Anweisungen →
1. In welchem Jahr wurde Richard Pintsch laut dem Textauszug zum Ehrenbürger ernannt?
2. Ändern Sie im Textauszug die Passage von „Richard Pintsch erwies“ bis „Hand einer Erbengemeinschaft.“, indem Sie „Ehrenbürger“ durch „Ehrenmitglied“ ersetzen, und geben Sie sie wieder.

Textauszug →
-------

Richard Pintsch erwies sich als großzügiger und sehr sozial orientierter Wohltäter. Er unterstützte die sogenannte Kinderbewahranstalt, trug viel zur Verschönerung des Ortsbildes bei und förderte vor allem den Bau der protestantischen Kirche Berchtesgadens. Im Jahre 1906 wurde er zum Ehrenbürger ernannt. Er starb im Jahre 1919. Seine Frau Maria, geborene Goldberg, Inhaberin der Villa, verschied 1922, große Teile des Besitzes wurden an verschiedene Interessenten verkauft, lediglich das Hauptgebäude und der dazu gehörige Park, auf dessen vielfältigen Terrassen eine Unzahl seltener Gewächse gediehen und dessen mediterranes Flair sprichwörtlich war, blieben in der Hand einer Erbengemeinschaft.
Die Firma Pintsch, dereinst eines der größten Industrieunternehmen Deutschlands, fand ihren Niedergang 1924. Bei Bellinzona ereignete sich ein schreckliches Unglück, zwei Züge prallten frontal aufeinander, der eine, mit Pintsch’er Gasbeleuchtung versehen, knappe fünfzig Jahre zuvor noch eine revolutionäre Erfindung sondergleichen, weil nun endlich die Eisenbahnen auch des Nachts verkehren durften, ging in Flammen auf, sämtliche Passagiere kamen ums Leben. Unter den Insassen des anderen, der bereits über elektrisches Licht verfügte, gab es lediglich eine Handvoll Verletzte. Zudem fehlte es an einem qualifizierten Erben, die drei Töchter waren recht wohlhabend nach Ostpreussen verheiratet worden, Erwin, der einzige Sohn, verfiel dem Alkoholismus und starb, knapp dreißigjährig, in Berchtesgaden. Sein Grab befindet sich auf dem Alten Friedhof.
Die Villa Marienfels ging düsteren Zeiten entgegen. Sie verfiel zusehends. In den dreißiger Jahren wurde sie gottlob von dem Kapellmeister und Musikdirektor Wagner erworben. Der gebürtige Südtiroler hatte sich in die Tochter eines alteingesessenen Berchtesgadener Bauern verliebt und sich in dem Marktflecken nieder gelassen. Die Nationalsozialisten wollten das Bauwerk allerdings schleifen lassen, weil ein jüdischer Architekt – Wolffenstein – maßgeblich an dessen Errichtung beteiligt gewesen war, und an dessen Stelle einen urbayerischen Bauernhof errichten. Das Ende des Zweiten Weltkriegs setzte diesen Plänen ein Ende. Allerdings mußte der Villen-Besitzer in Kauf nehmen, daß sich Mitglieder der Amerikanischen Streitkräfte auf dem Anwesen einquartierten – und ihn und seine Familie kurzerhand an die Luft setzten.

-------

Datenzeilen →
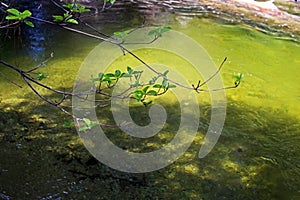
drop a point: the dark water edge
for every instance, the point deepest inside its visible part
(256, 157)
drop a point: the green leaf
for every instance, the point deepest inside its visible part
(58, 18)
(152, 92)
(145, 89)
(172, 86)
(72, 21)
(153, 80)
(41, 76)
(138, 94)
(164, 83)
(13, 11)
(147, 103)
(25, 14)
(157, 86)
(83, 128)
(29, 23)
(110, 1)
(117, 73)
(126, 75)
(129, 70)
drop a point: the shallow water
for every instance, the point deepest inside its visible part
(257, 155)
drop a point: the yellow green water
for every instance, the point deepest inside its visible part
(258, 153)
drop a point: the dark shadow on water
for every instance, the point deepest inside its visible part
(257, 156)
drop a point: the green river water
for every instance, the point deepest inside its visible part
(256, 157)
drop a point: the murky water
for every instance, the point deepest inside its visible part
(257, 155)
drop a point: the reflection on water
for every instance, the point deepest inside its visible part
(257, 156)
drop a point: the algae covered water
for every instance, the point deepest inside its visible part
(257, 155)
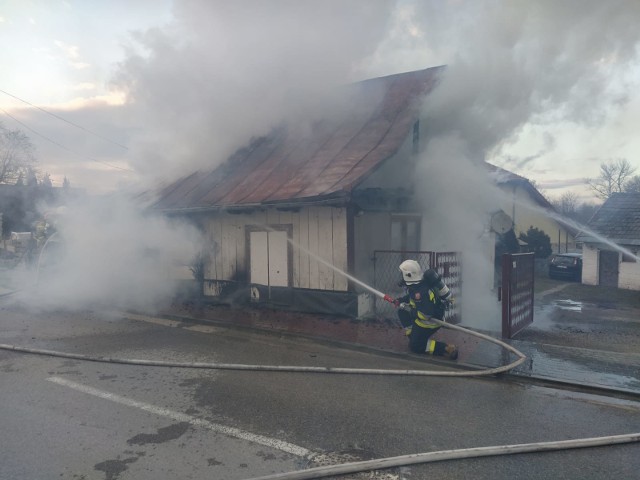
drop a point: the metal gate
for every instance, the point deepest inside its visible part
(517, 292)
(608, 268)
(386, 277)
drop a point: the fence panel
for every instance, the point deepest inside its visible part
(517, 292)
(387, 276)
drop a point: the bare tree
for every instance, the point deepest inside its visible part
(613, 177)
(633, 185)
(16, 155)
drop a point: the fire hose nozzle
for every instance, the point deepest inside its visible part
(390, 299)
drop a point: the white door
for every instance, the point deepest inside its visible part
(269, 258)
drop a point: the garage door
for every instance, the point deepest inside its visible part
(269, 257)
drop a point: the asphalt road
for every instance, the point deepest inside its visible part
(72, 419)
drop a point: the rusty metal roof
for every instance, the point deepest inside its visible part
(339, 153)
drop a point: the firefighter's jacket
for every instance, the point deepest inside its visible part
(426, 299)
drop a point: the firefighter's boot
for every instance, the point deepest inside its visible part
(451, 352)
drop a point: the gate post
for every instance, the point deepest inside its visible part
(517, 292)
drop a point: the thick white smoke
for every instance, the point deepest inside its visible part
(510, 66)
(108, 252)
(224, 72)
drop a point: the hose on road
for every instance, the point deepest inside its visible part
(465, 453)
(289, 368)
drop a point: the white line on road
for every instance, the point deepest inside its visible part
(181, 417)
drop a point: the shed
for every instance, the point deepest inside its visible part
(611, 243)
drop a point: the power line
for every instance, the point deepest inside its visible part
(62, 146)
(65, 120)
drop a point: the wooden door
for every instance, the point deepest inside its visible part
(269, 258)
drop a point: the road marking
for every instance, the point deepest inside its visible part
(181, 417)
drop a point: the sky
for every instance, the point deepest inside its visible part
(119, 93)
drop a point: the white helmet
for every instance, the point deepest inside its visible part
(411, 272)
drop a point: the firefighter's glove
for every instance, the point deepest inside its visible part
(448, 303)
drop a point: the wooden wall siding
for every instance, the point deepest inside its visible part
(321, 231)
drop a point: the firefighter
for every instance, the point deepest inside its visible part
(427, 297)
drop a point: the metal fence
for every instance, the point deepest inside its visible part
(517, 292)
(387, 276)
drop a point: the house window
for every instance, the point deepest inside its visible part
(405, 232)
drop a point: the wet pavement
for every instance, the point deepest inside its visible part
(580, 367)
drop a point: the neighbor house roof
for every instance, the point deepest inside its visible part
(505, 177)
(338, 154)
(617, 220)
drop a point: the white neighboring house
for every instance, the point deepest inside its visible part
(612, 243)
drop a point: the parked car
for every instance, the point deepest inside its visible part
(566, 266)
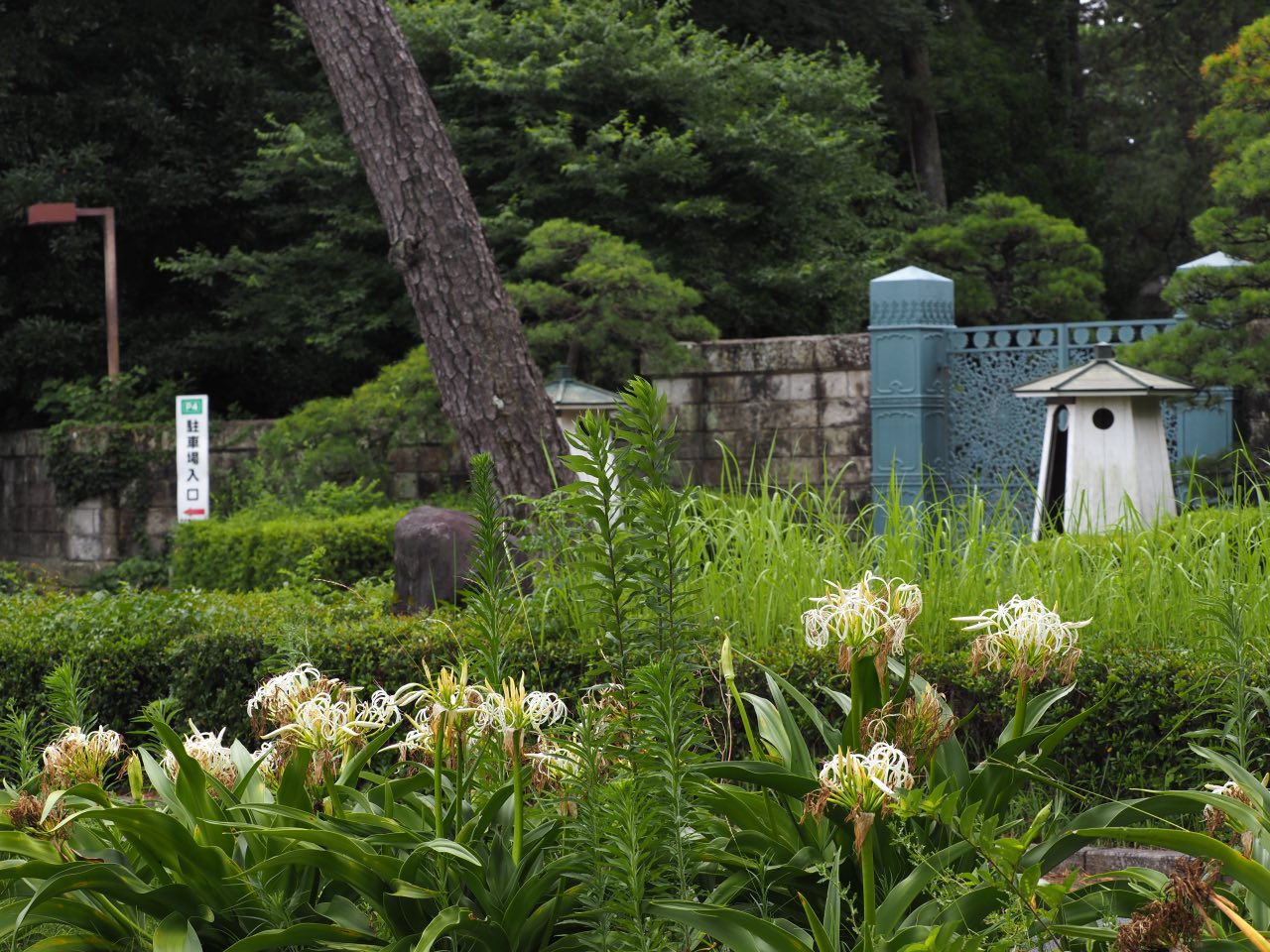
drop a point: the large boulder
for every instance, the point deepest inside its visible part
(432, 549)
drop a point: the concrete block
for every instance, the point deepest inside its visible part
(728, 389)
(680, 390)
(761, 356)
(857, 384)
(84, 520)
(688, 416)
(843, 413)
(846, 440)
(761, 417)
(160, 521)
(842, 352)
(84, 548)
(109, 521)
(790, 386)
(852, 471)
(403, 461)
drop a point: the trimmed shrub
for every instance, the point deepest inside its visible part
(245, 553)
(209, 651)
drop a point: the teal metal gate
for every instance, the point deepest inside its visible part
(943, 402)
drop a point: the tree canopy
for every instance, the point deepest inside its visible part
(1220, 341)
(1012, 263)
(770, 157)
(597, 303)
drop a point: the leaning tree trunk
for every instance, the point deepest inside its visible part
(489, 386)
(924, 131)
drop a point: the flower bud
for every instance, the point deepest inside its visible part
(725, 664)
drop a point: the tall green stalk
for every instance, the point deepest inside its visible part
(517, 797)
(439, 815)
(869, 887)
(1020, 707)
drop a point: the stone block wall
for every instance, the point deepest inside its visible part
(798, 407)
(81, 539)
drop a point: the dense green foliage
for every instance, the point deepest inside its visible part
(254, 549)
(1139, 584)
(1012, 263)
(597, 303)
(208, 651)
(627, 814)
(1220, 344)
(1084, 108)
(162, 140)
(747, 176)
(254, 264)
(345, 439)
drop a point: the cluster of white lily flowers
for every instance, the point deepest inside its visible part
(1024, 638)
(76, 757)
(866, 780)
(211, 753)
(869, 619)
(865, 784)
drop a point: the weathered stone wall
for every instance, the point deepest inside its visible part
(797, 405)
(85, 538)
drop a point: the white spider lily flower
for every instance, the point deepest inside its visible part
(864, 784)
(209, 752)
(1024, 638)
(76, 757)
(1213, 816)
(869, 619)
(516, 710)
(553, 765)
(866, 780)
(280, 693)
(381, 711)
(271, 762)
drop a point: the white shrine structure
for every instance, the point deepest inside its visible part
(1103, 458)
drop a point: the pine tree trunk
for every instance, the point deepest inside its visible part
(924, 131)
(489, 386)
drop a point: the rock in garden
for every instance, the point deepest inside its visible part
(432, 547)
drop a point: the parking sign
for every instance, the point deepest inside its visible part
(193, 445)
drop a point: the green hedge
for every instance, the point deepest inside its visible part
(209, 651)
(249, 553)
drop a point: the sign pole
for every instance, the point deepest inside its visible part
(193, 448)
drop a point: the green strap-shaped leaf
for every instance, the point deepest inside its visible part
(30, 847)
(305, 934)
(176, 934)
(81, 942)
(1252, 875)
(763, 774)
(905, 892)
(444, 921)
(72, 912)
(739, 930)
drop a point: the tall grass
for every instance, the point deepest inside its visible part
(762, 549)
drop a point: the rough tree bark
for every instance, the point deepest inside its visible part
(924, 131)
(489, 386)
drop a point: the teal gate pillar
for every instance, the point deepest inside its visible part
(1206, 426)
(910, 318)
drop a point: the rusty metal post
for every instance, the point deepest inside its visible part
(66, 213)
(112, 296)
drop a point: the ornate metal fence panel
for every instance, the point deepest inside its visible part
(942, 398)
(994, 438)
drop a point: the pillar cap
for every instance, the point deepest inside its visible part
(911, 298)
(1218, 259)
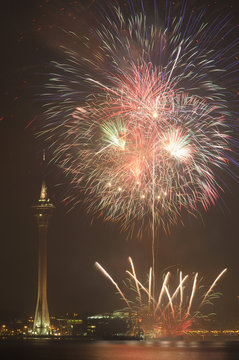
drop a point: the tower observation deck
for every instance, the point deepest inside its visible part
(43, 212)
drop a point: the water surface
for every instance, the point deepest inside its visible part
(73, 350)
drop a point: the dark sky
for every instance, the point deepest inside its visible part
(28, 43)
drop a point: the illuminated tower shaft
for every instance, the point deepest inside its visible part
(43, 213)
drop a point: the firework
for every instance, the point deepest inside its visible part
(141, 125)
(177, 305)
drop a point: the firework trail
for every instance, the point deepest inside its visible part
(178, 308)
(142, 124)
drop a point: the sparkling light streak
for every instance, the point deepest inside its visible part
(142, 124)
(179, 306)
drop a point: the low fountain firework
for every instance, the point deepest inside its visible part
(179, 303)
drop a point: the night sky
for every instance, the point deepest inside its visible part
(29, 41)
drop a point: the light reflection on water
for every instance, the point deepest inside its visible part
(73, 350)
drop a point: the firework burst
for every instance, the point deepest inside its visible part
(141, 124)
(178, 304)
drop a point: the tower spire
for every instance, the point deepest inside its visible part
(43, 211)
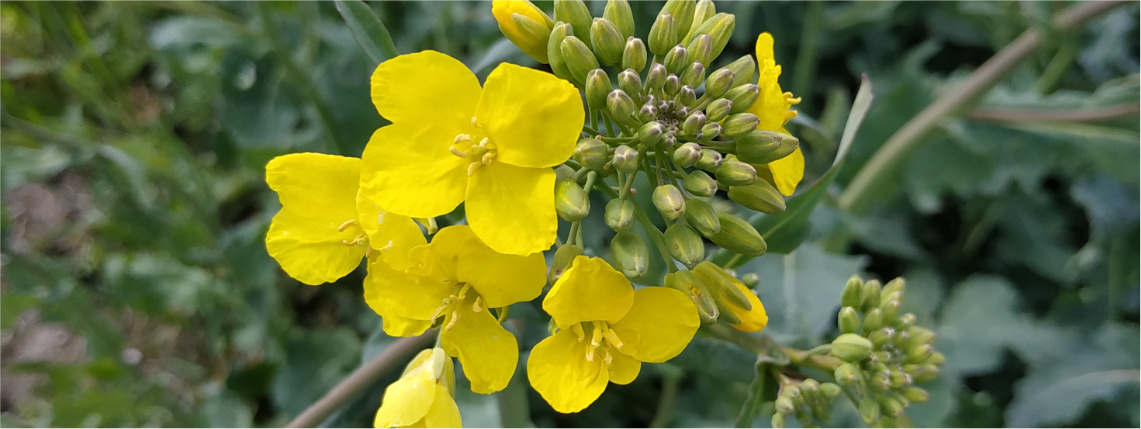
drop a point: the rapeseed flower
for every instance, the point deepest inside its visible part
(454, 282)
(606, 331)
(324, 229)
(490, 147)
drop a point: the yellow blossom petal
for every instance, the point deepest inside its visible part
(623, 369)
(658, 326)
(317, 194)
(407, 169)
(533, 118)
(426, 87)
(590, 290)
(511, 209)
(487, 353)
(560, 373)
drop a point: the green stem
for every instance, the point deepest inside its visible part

-------

Antworten →
1. 1906

2.
Richard Pintsch erwies sich als großzügiger und sehr sozial orientierter Wohltäter. Er unterstützte die sogenannte Kinderbewahranstalt, trug viel zur Verschönerung des Ortsbildes bei und förderte vor allem den Bau der protestantischen Kirche Berchtesgadens. Im Jahre 1906 wurde er zum Ehrenmitglied ernannt. Er starb im Jahre 1919. Seine Frau Maria, geborene Goldberg, Inhaberin der Villa, verschied 1922, große Teile des Besitzes wurden an verschiedene Interessenten verkauft, lediglich das Hauptgebäude und der dazu gehörige Park, auf dessen vielfältigen Terrassen eine Unzahl seltener Gewächse gediehen und dessen mediterranes Flair sprichwörtlich war, blieben in der Hand einer Erbengemeinschaft.